**PROBLEM DESCRIPTION**
Only a number is required: the count of lines in the material below that contain "helmet".

**RECORDS SUPPLIED**
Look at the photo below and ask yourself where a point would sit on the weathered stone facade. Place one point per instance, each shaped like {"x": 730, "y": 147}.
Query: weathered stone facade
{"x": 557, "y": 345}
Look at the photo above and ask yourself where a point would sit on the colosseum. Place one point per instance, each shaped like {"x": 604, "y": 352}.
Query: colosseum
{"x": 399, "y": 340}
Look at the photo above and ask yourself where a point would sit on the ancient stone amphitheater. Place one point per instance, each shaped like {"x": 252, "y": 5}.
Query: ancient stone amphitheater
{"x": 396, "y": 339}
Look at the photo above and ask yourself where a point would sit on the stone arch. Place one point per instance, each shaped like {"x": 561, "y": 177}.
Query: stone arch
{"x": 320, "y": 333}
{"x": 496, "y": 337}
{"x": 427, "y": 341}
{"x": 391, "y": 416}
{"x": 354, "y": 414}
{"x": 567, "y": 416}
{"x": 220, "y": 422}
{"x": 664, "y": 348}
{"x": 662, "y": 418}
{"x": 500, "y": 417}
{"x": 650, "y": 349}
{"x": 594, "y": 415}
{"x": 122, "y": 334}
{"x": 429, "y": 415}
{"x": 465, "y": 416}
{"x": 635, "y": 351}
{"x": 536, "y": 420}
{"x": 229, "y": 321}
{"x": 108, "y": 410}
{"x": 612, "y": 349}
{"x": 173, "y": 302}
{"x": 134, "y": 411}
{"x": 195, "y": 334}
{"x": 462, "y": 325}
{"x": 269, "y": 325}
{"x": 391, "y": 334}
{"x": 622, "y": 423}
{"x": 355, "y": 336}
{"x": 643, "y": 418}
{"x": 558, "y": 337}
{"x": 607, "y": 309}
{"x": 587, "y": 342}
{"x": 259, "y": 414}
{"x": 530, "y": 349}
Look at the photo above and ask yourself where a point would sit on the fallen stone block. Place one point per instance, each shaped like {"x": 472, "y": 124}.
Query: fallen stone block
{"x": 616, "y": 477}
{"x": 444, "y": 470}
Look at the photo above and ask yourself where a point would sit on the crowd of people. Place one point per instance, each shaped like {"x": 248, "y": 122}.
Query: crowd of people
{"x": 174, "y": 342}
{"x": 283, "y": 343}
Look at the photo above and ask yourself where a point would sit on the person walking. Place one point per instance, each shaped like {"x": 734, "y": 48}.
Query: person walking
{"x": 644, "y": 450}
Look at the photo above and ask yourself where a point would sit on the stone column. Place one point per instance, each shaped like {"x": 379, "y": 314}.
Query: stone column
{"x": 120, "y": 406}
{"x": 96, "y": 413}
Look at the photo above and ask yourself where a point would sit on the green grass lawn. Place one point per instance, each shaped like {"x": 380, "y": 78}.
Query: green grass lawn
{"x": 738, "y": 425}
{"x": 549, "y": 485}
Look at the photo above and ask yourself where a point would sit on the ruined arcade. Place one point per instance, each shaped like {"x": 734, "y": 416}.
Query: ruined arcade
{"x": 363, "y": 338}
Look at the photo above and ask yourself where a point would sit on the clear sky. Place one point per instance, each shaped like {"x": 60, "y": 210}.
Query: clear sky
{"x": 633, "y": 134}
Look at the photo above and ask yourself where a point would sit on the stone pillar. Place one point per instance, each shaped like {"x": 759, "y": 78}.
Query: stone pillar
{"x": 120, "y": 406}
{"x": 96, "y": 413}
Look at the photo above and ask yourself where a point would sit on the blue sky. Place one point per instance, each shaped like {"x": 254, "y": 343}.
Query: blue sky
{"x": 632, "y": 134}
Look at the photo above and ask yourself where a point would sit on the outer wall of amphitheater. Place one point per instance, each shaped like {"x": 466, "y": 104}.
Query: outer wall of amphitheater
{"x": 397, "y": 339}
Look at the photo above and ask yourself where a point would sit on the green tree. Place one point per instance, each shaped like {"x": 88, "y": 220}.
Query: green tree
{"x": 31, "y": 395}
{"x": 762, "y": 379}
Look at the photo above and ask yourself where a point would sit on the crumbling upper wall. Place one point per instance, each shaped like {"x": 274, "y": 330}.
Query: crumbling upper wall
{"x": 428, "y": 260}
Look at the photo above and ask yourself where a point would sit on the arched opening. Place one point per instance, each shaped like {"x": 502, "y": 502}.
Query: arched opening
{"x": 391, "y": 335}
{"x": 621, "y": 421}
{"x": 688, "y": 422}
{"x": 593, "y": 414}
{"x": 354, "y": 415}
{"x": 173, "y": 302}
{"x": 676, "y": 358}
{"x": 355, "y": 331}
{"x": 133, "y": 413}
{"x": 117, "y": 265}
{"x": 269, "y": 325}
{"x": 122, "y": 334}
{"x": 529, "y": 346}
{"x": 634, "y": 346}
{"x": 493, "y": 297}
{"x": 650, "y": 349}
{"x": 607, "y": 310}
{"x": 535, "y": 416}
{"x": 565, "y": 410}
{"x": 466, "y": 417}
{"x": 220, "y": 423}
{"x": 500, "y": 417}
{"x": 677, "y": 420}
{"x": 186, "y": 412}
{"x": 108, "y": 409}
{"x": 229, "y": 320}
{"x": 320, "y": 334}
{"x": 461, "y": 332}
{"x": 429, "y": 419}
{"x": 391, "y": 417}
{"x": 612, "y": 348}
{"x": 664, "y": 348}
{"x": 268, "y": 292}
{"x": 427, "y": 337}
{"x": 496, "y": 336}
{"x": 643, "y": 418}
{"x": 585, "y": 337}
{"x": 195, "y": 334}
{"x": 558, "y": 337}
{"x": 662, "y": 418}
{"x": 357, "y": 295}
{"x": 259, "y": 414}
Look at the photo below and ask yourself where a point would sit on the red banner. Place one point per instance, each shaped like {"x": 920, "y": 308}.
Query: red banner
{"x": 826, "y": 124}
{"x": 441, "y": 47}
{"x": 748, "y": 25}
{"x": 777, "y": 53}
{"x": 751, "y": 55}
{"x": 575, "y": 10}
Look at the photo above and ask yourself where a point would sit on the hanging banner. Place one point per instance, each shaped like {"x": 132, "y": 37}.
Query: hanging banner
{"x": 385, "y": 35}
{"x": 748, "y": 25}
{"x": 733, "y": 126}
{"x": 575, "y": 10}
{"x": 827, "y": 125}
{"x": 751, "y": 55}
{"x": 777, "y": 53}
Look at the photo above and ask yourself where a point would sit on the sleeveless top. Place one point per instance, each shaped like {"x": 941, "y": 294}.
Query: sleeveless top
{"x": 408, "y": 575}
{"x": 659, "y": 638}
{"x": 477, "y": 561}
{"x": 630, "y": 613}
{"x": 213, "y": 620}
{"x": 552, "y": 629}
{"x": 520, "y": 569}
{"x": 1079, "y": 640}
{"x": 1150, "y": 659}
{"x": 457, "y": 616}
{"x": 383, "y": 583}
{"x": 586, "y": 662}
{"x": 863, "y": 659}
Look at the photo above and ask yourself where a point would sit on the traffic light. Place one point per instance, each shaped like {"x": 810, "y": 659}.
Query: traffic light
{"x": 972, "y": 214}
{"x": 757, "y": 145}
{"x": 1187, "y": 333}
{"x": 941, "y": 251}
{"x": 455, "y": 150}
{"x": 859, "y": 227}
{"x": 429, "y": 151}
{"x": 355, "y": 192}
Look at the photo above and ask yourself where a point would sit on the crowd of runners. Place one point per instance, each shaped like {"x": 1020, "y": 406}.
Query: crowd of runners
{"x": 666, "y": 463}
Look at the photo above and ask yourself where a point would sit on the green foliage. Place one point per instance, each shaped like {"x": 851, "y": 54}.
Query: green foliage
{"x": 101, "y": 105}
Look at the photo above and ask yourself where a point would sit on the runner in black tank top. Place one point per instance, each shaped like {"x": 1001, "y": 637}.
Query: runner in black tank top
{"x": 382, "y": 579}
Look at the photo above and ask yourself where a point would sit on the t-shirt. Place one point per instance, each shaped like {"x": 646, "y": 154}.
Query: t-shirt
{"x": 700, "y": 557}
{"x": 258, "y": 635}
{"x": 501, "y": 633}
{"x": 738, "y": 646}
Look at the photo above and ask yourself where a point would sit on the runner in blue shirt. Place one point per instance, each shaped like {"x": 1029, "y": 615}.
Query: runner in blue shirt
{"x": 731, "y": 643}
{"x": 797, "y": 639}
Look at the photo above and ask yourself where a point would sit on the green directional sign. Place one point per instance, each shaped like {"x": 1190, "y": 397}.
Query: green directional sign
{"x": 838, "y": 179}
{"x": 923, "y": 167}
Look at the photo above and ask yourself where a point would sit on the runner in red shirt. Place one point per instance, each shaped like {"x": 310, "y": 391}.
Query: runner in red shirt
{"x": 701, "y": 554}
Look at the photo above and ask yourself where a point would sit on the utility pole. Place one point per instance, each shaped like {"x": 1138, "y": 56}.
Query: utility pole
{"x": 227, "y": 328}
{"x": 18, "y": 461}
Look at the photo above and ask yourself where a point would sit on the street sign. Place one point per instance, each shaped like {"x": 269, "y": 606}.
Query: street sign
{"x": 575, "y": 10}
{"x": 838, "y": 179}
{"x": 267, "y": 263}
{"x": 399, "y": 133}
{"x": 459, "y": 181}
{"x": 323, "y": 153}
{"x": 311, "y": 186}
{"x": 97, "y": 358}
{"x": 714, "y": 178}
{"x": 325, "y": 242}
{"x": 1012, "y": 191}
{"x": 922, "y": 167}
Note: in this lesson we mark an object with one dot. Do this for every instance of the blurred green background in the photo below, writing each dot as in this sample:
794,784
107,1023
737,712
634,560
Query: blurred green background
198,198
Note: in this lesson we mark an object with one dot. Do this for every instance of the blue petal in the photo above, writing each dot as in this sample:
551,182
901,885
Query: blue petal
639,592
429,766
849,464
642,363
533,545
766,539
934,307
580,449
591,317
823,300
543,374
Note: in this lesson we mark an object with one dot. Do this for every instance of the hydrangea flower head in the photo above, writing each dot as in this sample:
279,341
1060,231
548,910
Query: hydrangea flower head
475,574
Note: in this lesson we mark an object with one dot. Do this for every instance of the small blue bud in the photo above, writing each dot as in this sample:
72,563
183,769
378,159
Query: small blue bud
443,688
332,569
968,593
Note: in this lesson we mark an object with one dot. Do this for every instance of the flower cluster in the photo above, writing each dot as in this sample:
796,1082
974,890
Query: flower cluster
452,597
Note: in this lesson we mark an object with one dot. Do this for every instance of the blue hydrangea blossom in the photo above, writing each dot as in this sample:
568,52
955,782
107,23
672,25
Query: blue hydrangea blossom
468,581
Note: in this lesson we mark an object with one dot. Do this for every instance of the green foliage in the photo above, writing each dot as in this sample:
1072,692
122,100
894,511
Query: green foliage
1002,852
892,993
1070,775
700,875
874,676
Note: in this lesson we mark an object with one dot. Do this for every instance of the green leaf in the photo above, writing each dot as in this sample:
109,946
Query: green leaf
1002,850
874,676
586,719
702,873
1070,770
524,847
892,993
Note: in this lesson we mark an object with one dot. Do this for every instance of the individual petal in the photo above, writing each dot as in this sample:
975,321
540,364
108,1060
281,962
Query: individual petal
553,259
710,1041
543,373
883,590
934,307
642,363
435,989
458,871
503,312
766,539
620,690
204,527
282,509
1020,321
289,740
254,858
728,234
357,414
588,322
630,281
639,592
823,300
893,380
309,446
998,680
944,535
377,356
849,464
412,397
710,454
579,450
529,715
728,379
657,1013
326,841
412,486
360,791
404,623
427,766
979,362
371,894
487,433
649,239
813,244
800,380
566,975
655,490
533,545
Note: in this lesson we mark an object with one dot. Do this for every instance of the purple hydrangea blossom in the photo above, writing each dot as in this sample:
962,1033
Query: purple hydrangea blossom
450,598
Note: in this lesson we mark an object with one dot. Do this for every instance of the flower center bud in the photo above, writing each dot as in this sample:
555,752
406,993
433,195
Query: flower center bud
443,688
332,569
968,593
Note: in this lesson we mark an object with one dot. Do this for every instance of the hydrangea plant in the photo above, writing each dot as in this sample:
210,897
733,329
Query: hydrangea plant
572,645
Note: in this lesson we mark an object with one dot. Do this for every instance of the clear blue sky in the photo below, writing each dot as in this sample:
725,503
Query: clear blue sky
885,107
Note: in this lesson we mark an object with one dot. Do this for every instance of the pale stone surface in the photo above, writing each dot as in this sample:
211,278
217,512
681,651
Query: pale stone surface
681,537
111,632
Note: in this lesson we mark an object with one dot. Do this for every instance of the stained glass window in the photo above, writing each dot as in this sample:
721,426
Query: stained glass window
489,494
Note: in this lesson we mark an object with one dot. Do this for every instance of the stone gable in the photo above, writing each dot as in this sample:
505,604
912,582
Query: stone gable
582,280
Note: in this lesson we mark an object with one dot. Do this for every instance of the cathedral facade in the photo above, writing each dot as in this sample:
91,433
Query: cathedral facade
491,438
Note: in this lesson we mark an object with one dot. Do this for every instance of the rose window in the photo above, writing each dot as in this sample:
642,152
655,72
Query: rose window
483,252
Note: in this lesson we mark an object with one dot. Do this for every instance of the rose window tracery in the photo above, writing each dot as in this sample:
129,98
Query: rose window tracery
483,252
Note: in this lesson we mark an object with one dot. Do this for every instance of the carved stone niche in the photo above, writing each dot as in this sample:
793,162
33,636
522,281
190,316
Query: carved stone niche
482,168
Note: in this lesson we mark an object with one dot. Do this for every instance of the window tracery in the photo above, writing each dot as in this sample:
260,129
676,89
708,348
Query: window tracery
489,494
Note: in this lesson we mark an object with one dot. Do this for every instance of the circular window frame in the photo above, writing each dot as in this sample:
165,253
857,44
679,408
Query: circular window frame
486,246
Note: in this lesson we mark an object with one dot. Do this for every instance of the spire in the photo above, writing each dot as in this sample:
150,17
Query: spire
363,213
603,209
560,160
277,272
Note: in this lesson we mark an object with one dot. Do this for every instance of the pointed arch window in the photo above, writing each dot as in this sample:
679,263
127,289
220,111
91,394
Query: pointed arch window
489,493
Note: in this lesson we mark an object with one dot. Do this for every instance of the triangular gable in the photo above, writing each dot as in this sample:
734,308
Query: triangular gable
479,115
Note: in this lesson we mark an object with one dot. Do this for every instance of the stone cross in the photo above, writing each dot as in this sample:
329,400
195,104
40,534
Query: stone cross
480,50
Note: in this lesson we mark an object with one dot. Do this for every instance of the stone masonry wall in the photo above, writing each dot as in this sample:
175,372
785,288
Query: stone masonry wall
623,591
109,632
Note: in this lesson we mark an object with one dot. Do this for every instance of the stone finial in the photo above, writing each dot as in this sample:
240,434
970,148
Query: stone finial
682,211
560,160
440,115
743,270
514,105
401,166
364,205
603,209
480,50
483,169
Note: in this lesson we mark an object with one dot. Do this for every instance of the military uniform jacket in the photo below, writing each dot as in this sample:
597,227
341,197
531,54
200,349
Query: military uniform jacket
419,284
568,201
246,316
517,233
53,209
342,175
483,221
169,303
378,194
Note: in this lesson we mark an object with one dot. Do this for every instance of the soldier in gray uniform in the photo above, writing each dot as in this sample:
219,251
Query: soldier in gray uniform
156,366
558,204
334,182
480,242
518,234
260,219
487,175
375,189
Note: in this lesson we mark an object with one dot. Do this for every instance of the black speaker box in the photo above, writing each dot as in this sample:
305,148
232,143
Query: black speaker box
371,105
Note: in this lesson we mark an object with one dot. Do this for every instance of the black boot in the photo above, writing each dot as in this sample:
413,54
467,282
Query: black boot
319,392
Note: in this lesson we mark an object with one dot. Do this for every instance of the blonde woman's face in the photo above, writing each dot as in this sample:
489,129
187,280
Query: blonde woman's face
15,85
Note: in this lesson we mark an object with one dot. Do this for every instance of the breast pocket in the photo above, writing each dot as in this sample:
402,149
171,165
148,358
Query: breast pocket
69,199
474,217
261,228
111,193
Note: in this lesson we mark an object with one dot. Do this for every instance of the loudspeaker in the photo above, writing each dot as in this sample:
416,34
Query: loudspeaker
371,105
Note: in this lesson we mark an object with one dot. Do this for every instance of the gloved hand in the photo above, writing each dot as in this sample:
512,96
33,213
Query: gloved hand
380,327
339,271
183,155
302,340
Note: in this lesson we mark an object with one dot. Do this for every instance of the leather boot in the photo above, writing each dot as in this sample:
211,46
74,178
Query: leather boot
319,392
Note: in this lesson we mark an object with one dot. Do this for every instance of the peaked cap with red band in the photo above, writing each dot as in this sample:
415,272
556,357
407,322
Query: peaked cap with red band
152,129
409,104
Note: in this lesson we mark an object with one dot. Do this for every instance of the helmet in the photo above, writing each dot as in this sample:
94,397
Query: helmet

**ANSWER BOX**
2